Given data:
* * *

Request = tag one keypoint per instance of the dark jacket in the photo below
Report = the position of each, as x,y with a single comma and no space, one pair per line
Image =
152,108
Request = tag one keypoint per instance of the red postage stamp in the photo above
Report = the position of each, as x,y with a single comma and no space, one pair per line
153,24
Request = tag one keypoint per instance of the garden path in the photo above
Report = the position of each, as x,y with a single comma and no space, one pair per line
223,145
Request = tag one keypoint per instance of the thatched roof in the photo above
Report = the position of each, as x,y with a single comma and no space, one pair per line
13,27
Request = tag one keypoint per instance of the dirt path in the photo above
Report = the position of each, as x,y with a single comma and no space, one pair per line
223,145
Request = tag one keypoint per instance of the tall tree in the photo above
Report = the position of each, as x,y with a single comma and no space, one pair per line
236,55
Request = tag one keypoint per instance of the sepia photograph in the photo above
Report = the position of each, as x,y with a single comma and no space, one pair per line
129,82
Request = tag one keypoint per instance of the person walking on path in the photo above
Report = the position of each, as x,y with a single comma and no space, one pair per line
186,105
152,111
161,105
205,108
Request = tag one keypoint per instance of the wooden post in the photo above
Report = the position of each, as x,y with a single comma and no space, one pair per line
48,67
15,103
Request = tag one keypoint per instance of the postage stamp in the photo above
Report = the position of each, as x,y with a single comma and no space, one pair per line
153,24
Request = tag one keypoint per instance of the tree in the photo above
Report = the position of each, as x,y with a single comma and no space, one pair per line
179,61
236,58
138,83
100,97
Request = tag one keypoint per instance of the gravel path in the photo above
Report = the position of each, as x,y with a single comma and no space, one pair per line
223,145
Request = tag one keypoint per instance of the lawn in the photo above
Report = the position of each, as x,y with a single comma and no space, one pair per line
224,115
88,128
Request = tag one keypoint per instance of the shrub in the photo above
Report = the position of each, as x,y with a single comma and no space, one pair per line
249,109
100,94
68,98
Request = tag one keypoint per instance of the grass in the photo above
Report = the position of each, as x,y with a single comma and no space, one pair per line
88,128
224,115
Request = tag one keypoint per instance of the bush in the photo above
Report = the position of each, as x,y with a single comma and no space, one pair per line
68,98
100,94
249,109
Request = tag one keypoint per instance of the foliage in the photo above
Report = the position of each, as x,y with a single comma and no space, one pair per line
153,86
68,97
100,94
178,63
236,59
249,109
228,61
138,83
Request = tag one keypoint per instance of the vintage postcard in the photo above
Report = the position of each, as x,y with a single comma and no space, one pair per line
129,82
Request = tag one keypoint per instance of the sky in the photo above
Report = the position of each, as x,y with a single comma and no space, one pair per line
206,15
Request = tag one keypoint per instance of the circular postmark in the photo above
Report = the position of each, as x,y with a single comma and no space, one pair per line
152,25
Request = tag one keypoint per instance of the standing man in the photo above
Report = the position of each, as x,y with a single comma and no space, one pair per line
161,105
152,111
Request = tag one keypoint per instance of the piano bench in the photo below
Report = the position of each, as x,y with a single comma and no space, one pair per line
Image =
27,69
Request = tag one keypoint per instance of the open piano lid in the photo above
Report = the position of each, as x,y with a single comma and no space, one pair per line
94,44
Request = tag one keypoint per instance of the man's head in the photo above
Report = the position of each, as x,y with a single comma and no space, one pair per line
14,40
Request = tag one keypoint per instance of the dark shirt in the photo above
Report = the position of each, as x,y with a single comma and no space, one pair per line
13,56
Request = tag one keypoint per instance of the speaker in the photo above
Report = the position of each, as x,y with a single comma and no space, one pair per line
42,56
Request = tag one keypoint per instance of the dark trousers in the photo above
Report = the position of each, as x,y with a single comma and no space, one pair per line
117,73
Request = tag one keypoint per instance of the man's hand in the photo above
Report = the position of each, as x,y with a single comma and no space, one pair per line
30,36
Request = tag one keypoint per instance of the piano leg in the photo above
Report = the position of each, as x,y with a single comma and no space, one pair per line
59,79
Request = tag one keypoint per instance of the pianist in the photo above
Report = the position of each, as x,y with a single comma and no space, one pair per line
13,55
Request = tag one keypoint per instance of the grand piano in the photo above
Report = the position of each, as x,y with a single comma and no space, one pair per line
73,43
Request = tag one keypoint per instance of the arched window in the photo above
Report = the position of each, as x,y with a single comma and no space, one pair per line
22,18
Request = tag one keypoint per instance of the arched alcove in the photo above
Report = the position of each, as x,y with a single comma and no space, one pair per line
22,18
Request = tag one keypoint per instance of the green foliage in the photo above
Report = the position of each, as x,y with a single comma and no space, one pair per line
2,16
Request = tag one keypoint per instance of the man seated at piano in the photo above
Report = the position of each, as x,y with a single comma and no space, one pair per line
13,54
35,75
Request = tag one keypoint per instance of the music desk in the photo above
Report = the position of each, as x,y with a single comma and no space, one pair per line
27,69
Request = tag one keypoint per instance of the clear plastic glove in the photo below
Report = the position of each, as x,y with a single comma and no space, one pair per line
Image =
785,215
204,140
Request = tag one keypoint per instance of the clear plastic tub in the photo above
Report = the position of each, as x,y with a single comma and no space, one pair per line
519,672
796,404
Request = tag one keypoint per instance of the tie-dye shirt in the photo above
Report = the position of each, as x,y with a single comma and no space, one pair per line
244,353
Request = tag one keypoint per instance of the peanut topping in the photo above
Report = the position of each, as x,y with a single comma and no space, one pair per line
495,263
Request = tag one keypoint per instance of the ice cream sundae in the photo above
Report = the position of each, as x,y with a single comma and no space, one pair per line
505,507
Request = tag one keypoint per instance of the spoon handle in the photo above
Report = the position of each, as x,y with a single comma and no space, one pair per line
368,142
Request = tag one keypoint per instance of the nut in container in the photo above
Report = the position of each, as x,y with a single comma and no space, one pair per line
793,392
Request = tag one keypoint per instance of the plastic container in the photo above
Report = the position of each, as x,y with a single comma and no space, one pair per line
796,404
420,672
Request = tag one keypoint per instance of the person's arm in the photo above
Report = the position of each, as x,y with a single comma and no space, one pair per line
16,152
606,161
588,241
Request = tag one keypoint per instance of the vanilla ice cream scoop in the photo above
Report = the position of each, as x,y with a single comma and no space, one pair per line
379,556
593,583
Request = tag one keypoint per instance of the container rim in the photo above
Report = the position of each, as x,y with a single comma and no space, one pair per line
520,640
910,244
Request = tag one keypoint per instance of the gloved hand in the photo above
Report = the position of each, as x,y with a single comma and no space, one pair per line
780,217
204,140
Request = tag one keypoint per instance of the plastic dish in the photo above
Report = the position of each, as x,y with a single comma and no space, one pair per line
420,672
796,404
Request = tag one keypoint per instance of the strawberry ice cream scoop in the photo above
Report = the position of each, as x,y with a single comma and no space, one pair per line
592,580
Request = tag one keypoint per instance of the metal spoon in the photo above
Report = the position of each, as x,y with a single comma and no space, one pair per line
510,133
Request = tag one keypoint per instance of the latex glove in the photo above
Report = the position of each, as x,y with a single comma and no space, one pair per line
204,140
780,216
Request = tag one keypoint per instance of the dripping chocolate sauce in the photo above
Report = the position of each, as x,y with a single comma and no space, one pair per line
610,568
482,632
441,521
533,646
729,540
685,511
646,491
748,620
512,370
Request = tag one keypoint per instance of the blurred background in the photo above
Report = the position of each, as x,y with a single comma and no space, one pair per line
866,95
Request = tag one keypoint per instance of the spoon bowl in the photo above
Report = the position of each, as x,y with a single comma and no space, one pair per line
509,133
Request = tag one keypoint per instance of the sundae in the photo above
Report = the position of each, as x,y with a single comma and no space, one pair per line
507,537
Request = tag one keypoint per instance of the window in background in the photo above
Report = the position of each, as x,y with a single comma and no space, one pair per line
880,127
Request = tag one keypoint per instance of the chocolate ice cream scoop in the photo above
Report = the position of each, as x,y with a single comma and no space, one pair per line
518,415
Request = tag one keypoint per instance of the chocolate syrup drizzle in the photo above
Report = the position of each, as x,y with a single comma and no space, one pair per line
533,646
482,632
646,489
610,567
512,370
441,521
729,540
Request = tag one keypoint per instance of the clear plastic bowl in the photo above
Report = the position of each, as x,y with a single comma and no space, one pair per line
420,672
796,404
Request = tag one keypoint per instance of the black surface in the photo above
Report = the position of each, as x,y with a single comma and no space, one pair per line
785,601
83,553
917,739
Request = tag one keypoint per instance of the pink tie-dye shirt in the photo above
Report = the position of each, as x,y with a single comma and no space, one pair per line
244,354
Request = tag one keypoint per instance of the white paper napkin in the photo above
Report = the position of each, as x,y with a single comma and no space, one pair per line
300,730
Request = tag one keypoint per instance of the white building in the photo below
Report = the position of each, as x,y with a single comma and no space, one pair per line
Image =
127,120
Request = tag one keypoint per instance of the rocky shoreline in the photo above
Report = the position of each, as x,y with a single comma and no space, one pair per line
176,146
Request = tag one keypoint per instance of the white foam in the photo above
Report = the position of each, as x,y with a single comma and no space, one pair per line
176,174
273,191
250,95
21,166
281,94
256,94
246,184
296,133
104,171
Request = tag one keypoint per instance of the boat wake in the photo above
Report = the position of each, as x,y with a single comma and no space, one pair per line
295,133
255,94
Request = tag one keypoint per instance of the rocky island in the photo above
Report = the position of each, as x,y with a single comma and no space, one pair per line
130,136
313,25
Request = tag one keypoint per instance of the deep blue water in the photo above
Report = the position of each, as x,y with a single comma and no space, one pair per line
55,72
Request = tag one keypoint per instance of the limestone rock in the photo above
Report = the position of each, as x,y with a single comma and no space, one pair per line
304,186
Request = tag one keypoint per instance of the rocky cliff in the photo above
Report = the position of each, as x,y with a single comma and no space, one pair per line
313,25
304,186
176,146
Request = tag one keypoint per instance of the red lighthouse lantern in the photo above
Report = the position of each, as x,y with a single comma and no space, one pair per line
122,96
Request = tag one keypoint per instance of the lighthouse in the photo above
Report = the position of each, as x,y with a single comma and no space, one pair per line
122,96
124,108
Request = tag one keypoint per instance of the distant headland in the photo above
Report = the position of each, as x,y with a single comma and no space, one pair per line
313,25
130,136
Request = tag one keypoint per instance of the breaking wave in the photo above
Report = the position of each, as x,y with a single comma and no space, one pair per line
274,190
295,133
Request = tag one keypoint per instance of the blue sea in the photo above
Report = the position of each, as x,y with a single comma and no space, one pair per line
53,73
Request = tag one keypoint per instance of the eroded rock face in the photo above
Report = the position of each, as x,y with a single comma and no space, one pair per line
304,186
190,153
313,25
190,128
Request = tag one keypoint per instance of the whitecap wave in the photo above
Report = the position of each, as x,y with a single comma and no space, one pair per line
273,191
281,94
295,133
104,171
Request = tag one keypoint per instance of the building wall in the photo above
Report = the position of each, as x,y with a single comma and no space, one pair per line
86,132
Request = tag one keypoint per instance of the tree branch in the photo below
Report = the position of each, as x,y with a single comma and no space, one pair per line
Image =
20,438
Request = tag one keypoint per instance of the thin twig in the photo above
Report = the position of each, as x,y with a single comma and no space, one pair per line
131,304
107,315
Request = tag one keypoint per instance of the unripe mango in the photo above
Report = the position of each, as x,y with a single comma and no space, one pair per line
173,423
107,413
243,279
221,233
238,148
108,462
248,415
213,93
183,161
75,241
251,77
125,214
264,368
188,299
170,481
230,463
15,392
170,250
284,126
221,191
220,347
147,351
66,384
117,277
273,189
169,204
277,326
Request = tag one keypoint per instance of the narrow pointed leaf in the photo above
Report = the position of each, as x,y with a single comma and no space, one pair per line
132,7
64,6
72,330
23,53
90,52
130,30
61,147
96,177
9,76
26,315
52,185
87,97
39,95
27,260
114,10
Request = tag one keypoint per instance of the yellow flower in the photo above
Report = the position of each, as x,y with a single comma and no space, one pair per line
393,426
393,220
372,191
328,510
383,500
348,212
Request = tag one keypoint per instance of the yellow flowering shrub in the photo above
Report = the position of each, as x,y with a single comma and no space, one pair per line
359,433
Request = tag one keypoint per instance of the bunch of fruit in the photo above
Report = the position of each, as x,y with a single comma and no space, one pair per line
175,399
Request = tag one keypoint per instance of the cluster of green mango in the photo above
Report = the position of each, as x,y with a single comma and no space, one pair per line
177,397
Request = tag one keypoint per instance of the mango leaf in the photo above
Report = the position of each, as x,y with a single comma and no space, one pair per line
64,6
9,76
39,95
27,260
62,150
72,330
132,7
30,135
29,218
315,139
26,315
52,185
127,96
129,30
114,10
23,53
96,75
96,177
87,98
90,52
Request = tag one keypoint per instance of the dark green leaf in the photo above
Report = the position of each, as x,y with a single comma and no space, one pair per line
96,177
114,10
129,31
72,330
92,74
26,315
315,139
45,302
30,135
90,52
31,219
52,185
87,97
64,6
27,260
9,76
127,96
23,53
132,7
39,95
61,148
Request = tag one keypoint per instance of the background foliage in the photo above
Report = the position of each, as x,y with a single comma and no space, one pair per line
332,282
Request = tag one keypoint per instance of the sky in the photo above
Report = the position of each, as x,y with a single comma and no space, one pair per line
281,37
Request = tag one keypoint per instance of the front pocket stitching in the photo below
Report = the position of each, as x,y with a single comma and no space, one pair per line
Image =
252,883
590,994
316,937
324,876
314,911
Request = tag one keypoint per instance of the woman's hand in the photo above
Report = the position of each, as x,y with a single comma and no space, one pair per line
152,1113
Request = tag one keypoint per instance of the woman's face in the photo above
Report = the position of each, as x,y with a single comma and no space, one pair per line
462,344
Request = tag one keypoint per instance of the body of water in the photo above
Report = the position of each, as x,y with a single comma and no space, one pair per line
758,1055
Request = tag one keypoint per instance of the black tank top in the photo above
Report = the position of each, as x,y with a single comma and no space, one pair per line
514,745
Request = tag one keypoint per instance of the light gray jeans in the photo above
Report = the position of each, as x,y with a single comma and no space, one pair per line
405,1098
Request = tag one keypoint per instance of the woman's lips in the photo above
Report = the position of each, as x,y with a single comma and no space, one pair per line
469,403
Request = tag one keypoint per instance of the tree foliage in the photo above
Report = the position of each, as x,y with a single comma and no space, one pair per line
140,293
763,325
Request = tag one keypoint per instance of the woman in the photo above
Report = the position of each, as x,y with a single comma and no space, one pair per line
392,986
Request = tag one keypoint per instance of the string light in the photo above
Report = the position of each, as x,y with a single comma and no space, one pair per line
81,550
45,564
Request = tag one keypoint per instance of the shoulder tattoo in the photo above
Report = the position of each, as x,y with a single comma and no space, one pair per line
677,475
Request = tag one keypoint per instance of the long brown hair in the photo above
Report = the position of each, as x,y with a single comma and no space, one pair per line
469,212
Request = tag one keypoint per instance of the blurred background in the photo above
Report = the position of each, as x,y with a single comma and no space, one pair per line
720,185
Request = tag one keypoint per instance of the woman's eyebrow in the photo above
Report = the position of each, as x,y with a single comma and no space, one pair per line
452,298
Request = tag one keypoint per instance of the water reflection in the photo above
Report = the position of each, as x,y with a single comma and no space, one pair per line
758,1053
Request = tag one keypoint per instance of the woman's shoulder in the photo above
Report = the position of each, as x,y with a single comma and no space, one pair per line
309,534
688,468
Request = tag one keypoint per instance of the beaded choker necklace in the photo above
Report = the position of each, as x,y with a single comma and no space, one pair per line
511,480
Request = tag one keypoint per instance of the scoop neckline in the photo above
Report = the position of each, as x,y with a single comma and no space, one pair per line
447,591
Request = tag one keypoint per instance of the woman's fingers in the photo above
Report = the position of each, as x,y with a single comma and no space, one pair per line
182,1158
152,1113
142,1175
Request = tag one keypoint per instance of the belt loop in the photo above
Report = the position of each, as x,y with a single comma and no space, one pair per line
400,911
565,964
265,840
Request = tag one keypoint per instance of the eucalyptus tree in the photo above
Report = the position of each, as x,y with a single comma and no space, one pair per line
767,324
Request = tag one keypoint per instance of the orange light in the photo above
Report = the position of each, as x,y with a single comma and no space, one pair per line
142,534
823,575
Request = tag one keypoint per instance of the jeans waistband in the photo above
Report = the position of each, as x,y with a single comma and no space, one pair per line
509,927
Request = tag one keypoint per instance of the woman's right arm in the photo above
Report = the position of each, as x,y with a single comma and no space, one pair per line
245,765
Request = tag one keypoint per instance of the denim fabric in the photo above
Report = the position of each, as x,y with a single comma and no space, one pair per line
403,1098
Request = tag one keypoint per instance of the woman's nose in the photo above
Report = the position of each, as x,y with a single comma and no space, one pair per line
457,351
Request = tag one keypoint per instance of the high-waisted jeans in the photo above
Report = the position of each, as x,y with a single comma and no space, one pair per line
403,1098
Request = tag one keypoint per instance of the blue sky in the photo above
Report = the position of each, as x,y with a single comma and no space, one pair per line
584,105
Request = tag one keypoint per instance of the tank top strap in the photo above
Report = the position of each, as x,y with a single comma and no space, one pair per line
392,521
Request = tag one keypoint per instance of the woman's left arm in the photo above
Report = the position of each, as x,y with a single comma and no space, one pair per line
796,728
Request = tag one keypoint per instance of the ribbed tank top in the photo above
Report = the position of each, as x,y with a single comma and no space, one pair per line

* * *

What is being asked: Reproduce exactly the lines from the one containing "Request = tag one keypoint per instance of the woman's right" through the last line of the records above, including both, and nothing else.

Result:
Request = tag one keypoint per instance of the woman's right arm in the photo above
Report = the position of each, as x,y with a single comma and no space, one pair per line
245,765
Request = tag one keypoint per instance of the denim fabric in the photo above
Report = the position of each, as x,y with a single comma and no space, one pair per line
403,1098
Request = tag one keypoint per instance of the woman's nose in the photo above
Report = the position of each, as x,y with a single comma and no space, one pair per line
457,351
Request = tag one keypoint per instance of the high-waisted jeans in the photo above
Report = the position of each, as x,y with a single comma and no space, one pair per line
403,1098
Request = tag one keypoint per instance of the blue sky in the photo above
Report = the position of each, as x,y with a single comma and no space, one pair per line
584,105
Request = tag one keypoint per instance of the tank top strap in the photo above
Report = the position of each, as x,y with a single comma and no space, one pair per line
392,521
Request = tag one keypoint per instance of the woman's left arm in the photo above
Report = the position of each, as x,y with a single comma and no space, one pair per line
796,728
Request = tag one keypoint per instance of the ribbed tank top in the photo above
Report = the position of each, as x,y with a single comma and no space, one pair per line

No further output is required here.